*EJERCICIO PROPUESTO A*
En el fragmento seleccionado, ¿qué discípulo de Leibniz fue el único que intentó poner algo de orden en sus escritos?
*EJERCICIO PROPUESTO B*
Según el fragmento seleccionado, ¿por qué sostiene Leibniz que no puede haber dos pelirrojas iguales? Responda en una a tres oraciones.

*FRAGMENTO SELECCIONADO*

========

A mediados de los 80, yo me pasaba la vida en la Biblioteca de Cataluña consultando cualquier papel que oliera a Leibniz. Solicitaba los Nuevos ensayos sobre el entendimiento humano, su Teodicea o la Correspondencia con Clarke y esperaba pacientemente a que los archiveros me trajeran los libros desde los lejanos subterráneos donde se guardan las obras que nadie lee. Yo pretendía convertirme en especialista en Leibniz, sin sospechar que su filosofía era errática, incompleta y plagada de contradicciones. Tampoco sabía entonces que Christian Wolf (1679-1745) fue el único discípulo de Leibniz que intentó poner algo de orden en sus escritos, dándolos a conocer en círculos más amplios, ni que Bertrand Russell escribiera su Exposición crítica de la filosofía de Leibniz (1900) a partir de un conocimiento muy parcial de la obra del pensador alemán.

Mientras esperaba que llegasen los libros, me dedicaba a releer mis apuntes y pulir alguna frase de la edición comentada de la Monadología que estábamos preparando con Hilari Arnau para una editorial de divulgación y ensayo. El trabajo se eternizaba en espirales sin fin: comprender y tratar de cerrar el círculo de la filosofía de Leibniz me parecía imposible. Poco a poco iba descubriendo que su sistema de axiomas y deducciones nos obligaba a admitir que la razón podía integrar y armonizar incluso lo irracional. De vez en cuando me liberaba de estas obsesiones dejando vagar los ojos hasta la bibliotecaria de la sala, una jovencita vivaracha y pelirroja, discretamente vestida, que hacía el turno de tarde. Siempre me he sentido atraído por las pelirrojas a causa de su singularidad y su manera de estar en el mundo. Singulares porque hay pocas, especialmente en nuestro país, y porque cada una de ellas muestra una distribución diferente de sus pecas. Está comprobado en la práctica y, además, es una cuestión de lógica. Según Leibniz no puede haber dos pelirrojas iguales, ni dos árboles idénticos, ni dos sustancias indiscernibles. Si fueran iguales serían la misma cosa y no habría motivo para traer una u otra a la existencia. Dios no actúa sin criterio. Por otra parte, el hecho de ser singulares conlleva que su manera de estar en el mundo también sea particular. Las pelirrojas son especiales y viven como tales. Mientras fantaseaba con las pecas de mi bibliotecaria e imaginaba su desenvoltura en la vida real, no dejaba de preguntarme por qué razón estaba dedicando tanto tiempo a Leibniz y tan poco a estudiar el mundo exterior, plagado de sustancias singulares.

========

*DATOS APORTADOS*
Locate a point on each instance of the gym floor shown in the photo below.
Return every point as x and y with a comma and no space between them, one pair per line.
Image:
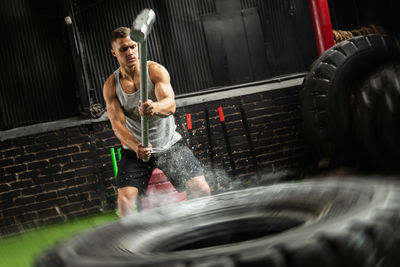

========

*RESPUESTA DESARROLLADA A*
Christian Wolf (1679-1745).

*RESPUESTA DESARROLLADA B*
Si fueran iguales, serían la misma cosa y no habría motivo para traer una u otra a la existencia. Dios no actúa sin criterio.